---- Data excerpts

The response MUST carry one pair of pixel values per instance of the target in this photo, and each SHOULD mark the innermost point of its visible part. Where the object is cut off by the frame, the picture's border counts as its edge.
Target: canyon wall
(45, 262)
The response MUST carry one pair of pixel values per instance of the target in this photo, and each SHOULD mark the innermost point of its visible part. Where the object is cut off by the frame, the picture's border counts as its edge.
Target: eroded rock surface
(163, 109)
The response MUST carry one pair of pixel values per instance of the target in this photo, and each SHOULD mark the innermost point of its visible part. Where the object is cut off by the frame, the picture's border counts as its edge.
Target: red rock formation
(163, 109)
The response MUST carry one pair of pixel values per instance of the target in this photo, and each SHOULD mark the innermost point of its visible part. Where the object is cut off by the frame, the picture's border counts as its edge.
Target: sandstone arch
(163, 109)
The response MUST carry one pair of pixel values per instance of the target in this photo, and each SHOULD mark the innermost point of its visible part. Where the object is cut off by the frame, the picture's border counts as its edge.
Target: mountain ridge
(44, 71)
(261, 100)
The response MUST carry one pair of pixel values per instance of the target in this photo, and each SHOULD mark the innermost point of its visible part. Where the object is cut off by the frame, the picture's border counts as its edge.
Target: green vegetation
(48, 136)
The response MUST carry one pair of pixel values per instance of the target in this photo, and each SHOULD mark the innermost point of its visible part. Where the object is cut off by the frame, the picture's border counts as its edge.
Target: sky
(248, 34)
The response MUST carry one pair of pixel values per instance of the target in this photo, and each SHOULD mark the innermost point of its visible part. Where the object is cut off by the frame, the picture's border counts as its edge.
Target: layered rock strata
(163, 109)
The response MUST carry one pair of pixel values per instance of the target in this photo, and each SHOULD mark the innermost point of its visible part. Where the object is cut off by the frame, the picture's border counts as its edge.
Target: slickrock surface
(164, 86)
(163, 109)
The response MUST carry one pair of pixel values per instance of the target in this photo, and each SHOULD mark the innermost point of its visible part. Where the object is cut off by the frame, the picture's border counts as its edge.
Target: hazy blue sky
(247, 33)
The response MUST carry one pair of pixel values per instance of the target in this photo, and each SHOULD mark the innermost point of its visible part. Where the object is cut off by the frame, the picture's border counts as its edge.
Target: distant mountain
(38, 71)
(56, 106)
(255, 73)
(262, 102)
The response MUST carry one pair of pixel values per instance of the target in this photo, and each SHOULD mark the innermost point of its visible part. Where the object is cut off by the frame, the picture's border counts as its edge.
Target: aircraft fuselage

--------
---- Data excerpts

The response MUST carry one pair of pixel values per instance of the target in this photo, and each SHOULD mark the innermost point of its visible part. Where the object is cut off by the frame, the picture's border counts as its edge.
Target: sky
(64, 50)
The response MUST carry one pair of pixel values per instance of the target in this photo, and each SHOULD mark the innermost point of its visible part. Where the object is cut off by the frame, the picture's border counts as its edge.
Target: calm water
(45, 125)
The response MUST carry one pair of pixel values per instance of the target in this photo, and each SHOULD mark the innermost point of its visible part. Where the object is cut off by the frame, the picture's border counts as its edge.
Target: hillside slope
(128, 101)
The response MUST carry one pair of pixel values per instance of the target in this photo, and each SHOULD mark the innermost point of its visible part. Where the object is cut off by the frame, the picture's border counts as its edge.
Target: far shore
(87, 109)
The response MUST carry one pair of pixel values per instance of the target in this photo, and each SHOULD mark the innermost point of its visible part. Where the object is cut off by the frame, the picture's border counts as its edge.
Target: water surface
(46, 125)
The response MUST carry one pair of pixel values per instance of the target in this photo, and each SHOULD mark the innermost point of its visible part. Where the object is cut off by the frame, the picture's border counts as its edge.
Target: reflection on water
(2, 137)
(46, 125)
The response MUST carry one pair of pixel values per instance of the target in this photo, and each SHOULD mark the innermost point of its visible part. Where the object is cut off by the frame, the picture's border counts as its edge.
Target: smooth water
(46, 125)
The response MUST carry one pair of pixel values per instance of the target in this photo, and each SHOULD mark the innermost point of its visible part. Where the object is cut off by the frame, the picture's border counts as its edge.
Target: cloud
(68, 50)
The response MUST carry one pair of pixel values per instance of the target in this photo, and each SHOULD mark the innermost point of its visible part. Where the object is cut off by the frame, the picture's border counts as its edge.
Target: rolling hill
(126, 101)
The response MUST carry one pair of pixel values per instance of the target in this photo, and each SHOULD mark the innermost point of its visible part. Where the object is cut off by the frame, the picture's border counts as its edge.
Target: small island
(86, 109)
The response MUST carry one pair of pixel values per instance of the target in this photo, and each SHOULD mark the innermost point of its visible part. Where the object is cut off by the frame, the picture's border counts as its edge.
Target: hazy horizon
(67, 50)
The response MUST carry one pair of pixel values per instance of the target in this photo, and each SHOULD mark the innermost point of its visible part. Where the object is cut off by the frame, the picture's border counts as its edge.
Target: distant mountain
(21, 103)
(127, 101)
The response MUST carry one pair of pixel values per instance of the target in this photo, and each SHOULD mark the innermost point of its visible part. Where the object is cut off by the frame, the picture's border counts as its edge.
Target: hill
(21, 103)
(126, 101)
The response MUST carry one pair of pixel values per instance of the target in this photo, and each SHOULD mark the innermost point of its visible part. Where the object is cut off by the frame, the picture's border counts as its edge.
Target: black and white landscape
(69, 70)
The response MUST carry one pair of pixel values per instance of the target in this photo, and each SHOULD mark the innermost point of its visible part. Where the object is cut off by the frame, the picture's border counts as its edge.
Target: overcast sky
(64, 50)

--------

## What is being asked:
Tally the lines in the material above that contain the string "surface", and reply with only that number.

## Answer to the task:
3